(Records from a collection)
****************************************
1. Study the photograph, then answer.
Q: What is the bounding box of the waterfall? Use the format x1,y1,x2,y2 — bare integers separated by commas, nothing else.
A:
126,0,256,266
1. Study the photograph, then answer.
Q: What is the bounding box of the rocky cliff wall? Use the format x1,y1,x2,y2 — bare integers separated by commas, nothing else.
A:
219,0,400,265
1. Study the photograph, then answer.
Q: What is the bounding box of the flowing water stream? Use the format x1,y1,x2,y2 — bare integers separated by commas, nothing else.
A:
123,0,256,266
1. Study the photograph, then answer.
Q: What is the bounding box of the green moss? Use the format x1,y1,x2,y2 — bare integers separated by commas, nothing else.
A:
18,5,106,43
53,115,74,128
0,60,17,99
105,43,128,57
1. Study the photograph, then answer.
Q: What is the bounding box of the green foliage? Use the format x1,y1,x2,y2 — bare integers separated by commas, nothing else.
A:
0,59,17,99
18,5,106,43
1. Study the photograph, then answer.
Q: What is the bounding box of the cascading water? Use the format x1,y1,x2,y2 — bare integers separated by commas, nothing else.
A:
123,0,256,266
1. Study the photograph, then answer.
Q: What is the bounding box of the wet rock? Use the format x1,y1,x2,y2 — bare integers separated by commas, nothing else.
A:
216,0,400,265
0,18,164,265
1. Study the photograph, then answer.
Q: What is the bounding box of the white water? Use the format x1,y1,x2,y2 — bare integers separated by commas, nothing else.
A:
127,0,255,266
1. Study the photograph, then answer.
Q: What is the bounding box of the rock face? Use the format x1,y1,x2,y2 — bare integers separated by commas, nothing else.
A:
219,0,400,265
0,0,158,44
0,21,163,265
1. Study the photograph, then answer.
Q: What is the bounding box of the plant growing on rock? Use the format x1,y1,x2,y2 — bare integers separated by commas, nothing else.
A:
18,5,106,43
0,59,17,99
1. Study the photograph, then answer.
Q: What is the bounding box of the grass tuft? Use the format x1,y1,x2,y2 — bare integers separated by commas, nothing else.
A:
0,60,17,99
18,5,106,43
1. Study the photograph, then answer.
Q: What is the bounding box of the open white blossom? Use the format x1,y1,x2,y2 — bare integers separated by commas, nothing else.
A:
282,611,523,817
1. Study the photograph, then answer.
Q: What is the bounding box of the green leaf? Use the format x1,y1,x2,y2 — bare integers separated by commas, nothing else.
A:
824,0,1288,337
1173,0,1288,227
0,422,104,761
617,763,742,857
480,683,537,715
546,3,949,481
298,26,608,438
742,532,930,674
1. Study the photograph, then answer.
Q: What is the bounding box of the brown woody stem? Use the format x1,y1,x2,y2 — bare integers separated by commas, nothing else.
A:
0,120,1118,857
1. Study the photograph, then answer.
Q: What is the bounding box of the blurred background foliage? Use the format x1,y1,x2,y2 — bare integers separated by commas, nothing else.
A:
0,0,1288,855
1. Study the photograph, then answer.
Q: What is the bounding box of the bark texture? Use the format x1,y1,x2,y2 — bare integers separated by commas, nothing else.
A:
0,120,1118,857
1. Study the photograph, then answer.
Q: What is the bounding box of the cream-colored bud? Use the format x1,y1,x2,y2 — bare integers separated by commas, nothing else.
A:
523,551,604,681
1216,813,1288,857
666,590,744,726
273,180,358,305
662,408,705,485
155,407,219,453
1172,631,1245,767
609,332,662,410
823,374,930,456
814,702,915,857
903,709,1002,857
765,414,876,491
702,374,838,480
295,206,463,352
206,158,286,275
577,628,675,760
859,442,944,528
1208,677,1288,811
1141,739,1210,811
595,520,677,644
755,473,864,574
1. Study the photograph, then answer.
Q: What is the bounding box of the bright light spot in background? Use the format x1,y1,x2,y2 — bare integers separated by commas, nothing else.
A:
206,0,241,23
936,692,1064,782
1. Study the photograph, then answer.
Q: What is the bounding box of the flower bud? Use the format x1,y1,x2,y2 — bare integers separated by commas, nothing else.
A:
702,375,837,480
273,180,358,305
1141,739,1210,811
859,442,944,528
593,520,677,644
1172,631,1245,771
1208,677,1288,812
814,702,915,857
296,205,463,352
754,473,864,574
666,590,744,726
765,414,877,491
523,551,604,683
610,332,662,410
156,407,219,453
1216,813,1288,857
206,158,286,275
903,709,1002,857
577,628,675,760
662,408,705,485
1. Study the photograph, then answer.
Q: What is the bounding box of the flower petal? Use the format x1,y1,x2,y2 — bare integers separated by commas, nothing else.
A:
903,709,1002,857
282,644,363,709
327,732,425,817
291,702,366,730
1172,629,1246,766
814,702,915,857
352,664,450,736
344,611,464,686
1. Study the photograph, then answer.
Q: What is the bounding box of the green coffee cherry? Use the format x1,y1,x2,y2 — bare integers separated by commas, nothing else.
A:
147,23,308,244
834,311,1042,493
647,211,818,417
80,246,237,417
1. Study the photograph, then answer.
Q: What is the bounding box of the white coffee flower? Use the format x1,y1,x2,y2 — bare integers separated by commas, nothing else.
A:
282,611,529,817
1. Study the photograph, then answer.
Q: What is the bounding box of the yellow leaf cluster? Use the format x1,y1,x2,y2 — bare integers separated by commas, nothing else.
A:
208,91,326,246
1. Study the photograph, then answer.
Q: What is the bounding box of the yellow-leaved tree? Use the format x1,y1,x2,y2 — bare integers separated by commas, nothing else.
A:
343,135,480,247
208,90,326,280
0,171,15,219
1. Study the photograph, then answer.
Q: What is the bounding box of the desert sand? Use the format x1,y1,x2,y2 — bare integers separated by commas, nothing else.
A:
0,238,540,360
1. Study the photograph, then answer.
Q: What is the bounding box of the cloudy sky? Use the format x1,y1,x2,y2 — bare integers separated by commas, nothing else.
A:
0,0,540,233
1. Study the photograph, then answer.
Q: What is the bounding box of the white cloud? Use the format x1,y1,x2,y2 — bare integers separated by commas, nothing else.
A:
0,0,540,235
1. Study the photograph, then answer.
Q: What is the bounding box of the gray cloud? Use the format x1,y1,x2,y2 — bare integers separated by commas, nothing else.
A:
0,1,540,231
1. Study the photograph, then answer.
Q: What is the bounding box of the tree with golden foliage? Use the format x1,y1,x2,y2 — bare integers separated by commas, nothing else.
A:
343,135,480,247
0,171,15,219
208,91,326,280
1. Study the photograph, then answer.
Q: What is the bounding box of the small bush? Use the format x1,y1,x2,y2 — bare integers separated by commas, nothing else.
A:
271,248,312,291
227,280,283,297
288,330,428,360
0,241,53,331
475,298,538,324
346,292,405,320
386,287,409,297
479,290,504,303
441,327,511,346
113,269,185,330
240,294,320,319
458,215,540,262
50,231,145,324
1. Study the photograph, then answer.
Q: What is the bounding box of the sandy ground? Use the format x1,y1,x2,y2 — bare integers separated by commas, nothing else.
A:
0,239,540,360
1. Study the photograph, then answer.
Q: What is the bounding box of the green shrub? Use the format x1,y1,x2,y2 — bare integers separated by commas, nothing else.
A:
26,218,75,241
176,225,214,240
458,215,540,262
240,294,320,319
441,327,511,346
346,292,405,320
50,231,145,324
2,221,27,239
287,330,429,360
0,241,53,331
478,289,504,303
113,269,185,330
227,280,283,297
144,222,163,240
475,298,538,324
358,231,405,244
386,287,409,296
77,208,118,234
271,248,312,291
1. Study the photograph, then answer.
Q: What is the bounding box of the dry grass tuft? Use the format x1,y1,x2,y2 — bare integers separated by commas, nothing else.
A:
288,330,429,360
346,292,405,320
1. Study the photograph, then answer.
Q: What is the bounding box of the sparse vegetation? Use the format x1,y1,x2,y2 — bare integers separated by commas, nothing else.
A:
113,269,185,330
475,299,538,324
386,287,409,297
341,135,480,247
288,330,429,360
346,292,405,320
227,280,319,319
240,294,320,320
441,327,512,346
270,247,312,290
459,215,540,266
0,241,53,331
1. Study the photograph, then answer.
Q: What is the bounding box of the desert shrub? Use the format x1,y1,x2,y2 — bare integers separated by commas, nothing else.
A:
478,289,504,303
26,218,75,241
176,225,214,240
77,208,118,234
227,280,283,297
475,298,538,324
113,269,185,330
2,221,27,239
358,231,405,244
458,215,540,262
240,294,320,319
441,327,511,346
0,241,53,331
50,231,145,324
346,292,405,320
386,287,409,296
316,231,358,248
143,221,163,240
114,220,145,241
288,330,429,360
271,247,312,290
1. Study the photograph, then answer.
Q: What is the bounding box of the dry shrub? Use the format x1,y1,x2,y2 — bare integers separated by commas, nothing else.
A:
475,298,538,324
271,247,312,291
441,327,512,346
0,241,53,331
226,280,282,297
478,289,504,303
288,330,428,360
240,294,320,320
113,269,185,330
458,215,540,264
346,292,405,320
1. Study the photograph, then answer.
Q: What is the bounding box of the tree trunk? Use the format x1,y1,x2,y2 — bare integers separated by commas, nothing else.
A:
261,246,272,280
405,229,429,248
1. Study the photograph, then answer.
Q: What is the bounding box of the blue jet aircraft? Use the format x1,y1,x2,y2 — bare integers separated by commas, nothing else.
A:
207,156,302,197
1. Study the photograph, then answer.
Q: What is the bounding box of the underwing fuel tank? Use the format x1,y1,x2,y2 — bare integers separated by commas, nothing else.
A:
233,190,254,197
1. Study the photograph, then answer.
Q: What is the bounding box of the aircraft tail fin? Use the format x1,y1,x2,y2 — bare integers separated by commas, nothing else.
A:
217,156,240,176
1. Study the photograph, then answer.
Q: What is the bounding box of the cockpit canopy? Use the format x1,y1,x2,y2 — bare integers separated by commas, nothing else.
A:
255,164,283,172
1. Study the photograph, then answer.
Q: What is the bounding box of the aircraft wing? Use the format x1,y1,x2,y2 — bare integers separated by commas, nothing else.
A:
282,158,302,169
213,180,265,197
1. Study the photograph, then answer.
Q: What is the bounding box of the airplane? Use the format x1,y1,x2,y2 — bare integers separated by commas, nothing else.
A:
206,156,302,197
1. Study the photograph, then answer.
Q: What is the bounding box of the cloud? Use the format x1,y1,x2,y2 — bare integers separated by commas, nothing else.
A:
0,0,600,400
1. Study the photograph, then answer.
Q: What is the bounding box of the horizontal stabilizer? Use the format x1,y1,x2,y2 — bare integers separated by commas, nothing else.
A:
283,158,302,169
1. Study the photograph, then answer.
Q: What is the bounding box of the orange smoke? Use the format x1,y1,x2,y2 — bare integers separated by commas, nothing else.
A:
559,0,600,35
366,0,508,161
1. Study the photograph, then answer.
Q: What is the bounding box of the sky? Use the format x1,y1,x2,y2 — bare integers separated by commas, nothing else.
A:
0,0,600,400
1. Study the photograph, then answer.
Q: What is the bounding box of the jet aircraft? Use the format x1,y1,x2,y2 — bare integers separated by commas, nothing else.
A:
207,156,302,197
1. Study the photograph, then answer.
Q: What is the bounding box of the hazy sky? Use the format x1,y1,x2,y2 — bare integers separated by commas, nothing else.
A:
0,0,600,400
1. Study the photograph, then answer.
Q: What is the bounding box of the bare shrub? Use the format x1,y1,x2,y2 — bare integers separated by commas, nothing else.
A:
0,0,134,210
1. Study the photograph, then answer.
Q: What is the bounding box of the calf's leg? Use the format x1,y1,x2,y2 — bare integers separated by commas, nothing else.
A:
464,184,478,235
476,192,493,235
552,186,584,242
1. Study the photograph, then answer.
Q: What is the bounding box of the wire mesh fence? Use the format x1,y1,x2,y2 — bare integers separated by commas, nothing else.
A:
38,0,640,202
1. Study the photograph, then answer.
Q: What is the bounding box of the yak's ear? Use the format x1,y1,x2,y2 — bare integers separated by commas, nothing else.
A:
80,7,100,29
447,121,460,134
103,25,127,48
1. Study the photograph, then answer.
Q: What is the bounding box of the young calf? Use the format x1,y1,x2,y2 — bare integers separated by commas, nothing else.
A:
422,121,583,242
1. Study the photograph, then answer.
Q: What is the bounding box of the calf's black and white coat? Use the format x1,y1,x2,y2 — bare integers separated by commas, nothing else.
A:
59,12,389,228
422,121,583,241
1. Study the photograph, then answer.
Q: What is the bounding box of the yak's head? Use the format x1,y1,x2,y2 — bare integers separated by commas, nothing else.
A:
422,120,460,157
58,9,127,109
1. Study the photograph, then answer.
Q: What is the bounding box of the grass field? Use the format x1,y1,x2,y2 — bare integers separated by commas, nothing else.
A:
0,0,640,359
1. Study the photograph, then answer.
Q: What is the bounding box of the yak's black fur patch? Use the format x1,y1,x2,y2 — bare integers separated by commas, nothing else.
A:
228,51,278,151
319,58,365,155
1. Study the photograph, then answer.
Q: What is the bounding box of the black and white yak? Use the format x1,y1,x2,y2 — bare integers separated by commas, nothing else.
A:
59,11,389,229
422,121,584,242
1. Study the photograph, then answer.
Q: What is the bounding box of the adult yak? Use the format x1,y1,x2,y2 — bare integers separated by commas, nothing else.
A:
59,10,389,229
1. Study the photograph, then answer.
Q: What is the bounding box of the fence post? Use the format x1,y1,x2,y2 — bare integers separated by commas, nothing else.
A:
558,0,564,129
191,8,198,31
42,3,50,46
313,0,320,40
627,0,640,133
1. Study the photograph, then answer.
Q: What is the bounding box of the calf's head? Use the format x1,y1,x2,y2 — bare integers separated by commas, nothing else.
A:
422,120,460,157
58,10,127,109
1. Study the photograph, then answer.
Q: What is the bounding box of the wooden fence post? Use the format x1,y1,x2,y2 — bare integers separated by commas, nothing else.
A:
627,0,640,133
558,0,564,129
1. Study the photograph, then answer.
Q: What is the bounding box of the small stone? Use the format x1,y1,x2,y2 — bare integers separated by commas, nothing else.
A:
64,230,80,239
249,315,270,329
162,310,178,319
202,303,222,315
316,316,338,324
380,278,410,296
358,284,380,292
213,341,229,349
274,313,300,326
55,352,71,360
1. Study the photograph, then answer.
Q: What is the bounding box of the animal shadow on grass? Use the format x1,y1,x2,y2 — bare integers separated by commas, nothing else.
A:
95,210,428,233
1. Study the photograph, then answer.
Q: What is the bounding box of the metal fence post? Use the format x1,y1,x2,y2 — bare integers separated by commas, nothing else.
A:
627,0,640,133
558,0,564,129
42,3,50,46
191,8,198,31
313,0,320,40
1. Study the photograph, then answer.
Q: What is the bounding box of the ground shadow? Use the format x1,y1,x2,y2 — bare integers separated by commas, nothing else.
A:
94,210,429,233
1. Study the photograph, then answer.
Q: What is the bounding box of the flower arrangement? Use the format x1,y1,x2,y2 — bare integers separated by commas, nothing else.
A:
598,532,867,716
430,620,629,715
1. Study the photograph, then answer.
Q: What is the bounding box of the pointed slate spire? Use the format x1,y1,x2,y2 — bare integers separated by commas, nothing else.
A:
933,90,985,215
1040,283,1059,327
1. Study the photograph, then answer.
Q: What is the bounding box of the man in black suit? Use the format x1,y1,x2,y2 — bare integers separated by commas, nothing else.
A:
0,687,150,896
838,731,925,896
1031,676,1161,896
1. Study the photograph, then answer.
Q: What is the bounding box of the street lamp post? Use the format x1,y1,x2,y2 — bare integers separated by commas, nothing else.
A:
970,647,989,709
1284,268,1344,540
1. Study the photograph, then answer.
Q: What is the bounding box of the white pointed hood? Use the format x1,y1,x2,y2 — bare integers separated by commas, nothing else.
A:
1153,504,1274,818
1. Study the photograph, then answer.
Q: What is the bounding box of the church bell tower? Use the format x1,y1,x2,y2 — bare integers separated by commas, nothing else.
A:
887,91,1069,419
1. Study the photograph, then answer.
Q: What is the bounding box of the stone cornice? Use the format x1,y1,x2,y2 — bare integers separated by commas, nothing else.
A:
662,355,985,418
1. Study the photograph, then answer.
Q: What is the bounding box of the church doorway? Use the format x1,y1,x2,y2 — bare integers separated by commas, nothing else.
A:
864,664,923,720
****************************************
**Direction:** Pick out each line in the records above that contains the word "pointed" and copy it.

**Exercise answer:**
Q: What is the bounding box of the pointed slate spire? Use the format x1,y1,x2,y2 — bare integers separated by commas, nothing else.
Q: What is the bounding box of the white pointed hood? Use the format x1,y1,x2,y2 — bare integers separated by commas, nothing else.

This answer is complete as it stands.